━━ THE INPUT ━━

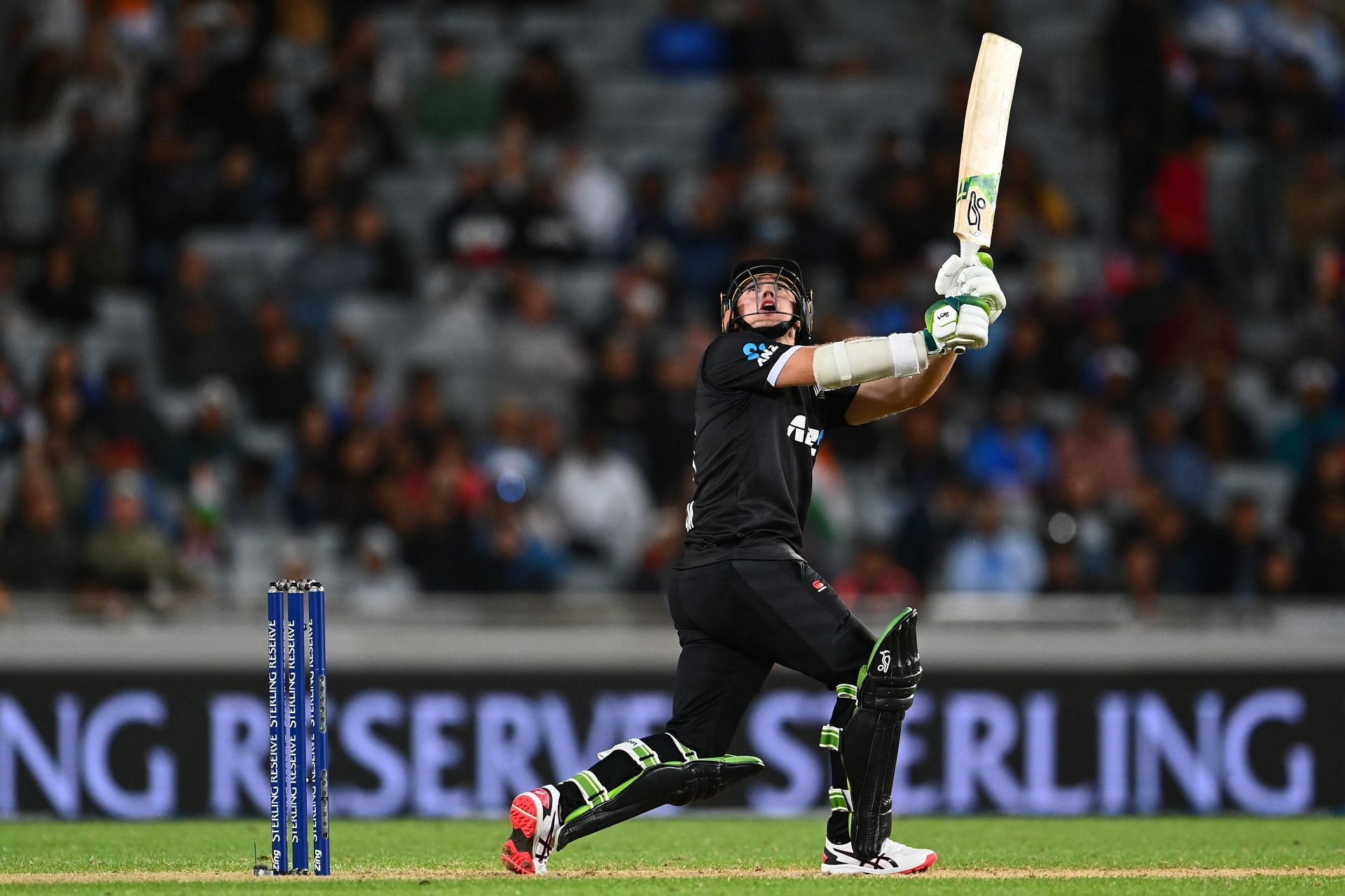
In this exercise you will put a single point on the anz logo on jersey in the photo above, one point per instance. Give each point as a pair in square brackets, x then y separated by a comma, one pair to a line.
[799, 431]
[760, 352]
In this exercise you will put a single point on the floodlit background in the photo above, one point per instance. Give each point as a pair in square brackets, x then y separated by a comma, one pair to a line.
[409, 296]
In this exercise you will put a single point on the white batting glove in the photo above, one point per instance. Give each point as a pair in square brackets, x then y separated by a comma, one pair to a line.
[958, 277]
[956, 323]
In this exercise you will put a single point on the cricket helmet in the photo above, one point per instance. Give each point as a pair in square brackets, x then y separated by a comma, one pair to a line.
[786, 270]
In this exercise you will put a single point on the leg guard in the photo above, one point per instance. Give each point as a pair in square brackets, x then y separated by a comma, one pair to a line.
[869, 742]
[656, 785]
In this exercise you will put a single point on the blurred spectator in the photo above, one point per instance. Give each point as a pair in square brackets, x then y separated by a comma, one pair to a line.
[210, 438]
[605, 506]
[424, 420]
[89, 159]
[876, 581]
[1327, 478]
[760, 38]
[1175, 460]
[1102, 448]
[362, 406]
[1278, 574]
[649, 217]
[476, 228]
[61, 294]
[1239, 552]
[311, 470]
[593, 195]
[1321, 572]
[544, 93]
[684, 43]
[380, 586]
[326, 270]
[1175, 540]
[1010, 454]
[279, 387]
[1063, 574]
[381, 251]
[237, 194]
[39, 551]
[514, 556]
[200, 330]
[130, 556]
[453, 102]
[1218, 427]
[1318, 422]
[99, 256]
[994, 558]
[265, 128]
[546, 230]
[1181, 202]
[538, 355]
[619, 399]
[127, 422]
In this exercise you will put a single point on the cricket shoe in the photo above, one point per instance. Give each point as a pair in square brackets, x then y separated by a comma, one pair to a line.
[893, 859]
[536, 817]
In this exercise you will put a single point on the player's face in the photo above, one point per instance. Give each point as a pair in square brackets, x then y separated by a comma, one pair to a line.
[764, 302]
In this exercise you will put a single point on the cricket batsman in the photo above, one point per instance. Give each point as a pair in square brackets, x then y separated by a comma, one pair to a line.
[743, 598]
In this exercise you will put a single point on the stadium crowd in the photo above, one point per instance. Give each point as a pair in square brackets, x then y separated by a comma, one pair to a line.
[1166, 420]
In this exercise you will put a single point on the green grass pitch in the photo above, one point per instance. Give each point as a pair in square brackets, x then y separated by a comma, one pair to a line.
[696, 855]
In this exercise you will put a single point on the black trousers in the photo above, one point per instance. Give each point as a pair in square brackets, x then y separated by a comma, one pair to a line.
[735, 621]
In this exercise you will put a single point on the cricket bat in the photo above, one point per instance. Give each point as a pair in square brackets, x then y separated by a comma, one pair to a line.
[984, 135]
[984, 142]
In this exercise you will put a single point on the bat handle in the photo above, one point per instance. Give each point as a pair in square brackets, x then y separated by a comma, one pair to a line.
[969, 253]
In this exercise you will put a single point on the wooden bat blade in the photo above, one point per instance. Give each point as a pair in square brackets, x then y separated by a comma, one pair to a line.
[984, 136]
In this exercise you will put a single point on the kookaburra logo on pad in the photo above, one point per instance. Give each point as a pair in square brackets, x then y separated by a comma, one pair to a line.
[799, 431]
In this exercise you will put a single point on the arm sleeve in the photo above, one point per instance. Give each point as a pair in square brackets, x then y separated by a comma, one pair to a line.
[833, 404]
[744, 361]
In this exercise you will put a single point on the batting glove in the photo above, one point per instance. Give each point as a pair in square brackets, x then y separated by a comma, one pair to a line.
[957, 323]
[958, 277]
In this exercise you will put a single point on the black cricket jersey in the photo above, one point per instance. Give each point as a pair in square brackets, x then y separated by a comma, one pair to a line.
[754, 453]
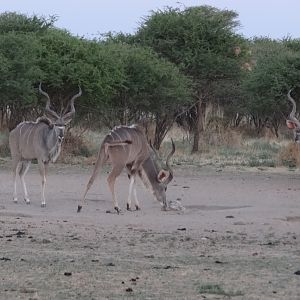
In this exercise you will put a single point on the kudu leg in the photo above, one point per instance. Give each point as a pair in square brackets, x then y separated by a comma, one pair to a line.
[16, 165]
[43, 171]
[24, 166]
[111, 179]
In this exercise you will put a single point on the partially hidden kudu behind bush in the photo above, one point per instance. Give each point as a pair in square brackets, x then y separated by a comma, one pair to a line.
[39, 140]
[293, 122]
[127, 147]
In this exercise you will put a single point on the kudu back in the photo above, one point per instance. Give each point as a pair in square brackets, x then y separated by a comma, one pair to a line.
[39, 140]
[126, 147]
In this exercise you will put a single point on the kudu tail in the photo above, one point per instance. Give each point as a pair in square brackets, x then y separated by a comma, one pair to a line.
[102, 157]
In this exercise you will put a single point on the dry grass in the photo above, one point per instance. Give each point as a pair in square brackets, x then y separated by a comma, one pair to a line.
[289, 156]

━━━

● WORK REQUIRED:
Restate the listing above word for word. Leave the images out.

● WRITTEN SOLUTION:
In this exercise you will put a single point on the anz logo on jersey in the photo above, one point per instance. Give each point as a pair in square brackets, x then y separated by a comma, one pair to a line.
[799, 431]
[760, 352]
In this exercise you will put a single point on the floodlit background in the photo above, one point per instance. Give each point as a pair in square brackets, x then y separated by a comma, one pair to a line.
[409, 296]
In this exercise you will put a single point on the white batting glove in the photo above, one point per instance. Give each point as a pair in square brackets, x then y separated by a comma, one pair to a line.
[958, 277]
[956, 323]
In this exercise you will put a single point on the cricket helmet in the photo above, one point per instance. Give each point as a pair in square brackets, x then y separated by a comma, one pair to a line.
[786, 270]
In this exercise you will put a single point on the leg guard in the photo above, one point per instance. Give each point as a pair in square brackets, x then y separated by a comma, one pair to a line.
[869, 742]
[656, 785]
In this exercise you will put a single point on the blurred spectator in the photo above, one point per instance. Give each point as a pair in square brackets, x then y separated by a comma, one pair to a line.
[210, 438]
[605, 506]
[424, 420]
[89, 159]
[876, 581]
[1327, 478]
[760, 38]
[1175, 460]
[1102, 448]
[362, 406]
[1278, 574]
[649, 217]
[476, 228]
[61, 294]
[1239, 552]
[311, 470]
[593, 195]
[1321, 572]
[544, 93]
[684, 43]
[380, 586]
[326, 270]
[1175, 540]
[1010, 454]
[279, 387]
[1063, 574]
[381, 251]
[237, 194]
[39, 551]
[514, 556]
[200, 330]
[130, 556]
[453, 102]
[1218, 427]
[1318, 422]
[99, 256]
[994, 558]
[265, 128]
[546, 230]
[1181, 202]
[538, 355]
[619, 399]
[127, 422]
In this exercise you will put a single point on the cricket shoe in the photo above, one point per instance. Give each point as a pair in square brackets, x then y separated by a comma, one pair to a line.
[893, 859]
[536, 817]
In this exercise you will put a single point on the player's face in the photo above, one point per instance. Give each point as a pair in square brackets, x then y separated by a comma, one pair to a line.
[764, 302]
In this exercise you will put a single point on the cricket batsman in the photo above, one point per instance. Give each point as a pair in square brackets, x then y separated by a comma, one pair to a line.
[743, 598]
In this exercise you will put a single point on the stadium crowd in the photo above, one point per instance. Give each point as a pair in square brackets, x then y separated by a comma, one pair to a line.
[1166, 420]
In this exercise you will put a single point on the green grass pitch in the photo above, one point per instance. Give each point as a pair in square brackets, x then y separated by a comma, one pair to a line.
[696, 855]
In this exercise you will put a single point on the black trousers in the photo above, one point per instance. Give each point as a pair in square brackets, x then y separated by a comma, one pair to a line.
[735, 621]
In this exercise you will put a single point on the cricket bat in the photo above, one point per instance. Give each point as a pair in square brackets, x then y separated by a comma, one pair to a line.
[984, 135]
[984, 142]
In this exercise you will put a single point on the bat handle in the photo above, one point per instance. Give each point as a pair in square brackets, x then y separated by a comma, one pair to a line.
[969, 253]
In this exercise you will put a single point on the wooden bat blade in the photo above, one point per instance. Give each point as a pair in square brackets, x then y separated by a comma, one pair to a line.
[984, 136]
In this exercise you will put a single point on the kookaburra logo on pad in the photo above, one point per instance. Give each point as a pair in square brackets, x then y separated by a comma, one pair to a line.
[799, 431]
In this exercise you will put a single point on the arm sleeve in the photo above, one point per instance. Give each point as a pair in square brackets, x then y separated by a comma, one pair to a line.
[833, 404]
[744, 361]
In this exercise you will put a single point on the batting glove in the photo above, one point per instance. Give each point as a pair in square brackets, x then y separated by a comma, one pair to a line.
[957, 323]
[958, 277]
In this exercise you will put a single point on the black cricket jersey in the photo above, one point per instance. Give each point as a pair in square brackets, x then y separated by a comma, one pair to a line.
[754, 453]
In this exercise you will put a single point on the kudu leg in the photo above, one point per instance. Give each point as a pair in square brackets, x then y separated by a comma, one pair to a line.
[16, 165]
[43, 171]
[24, 166]
[111, 179]
In this exercise you will put a single point on the partially hidden kudu behind bush in the photo above, one point per instance. Give each point as a pair in square brackets, x then y separated by a comma, one pair to a line.
[39, 140]
[293, 122]
[127, 147]
In this exercise you will put a single point on the kudu back in the photo above, one point per instance. Give each point as a pair in square brackets, x then y separated by a comma, one pair to a line.
[39, 140]
[126, 147]
In this exercise you will put a single point on the kudu tail in the photo above, one point per instance. Give each point as a pair in square brackets, x then y separated by a comma, one pair to a line.
[102, 157]
In this exercise you will put a single point on the dry grass in the photo above, one point per instance. Give each point as a pair in square brackets, x then y separated by a comma, one pair to a line.
[289, 156]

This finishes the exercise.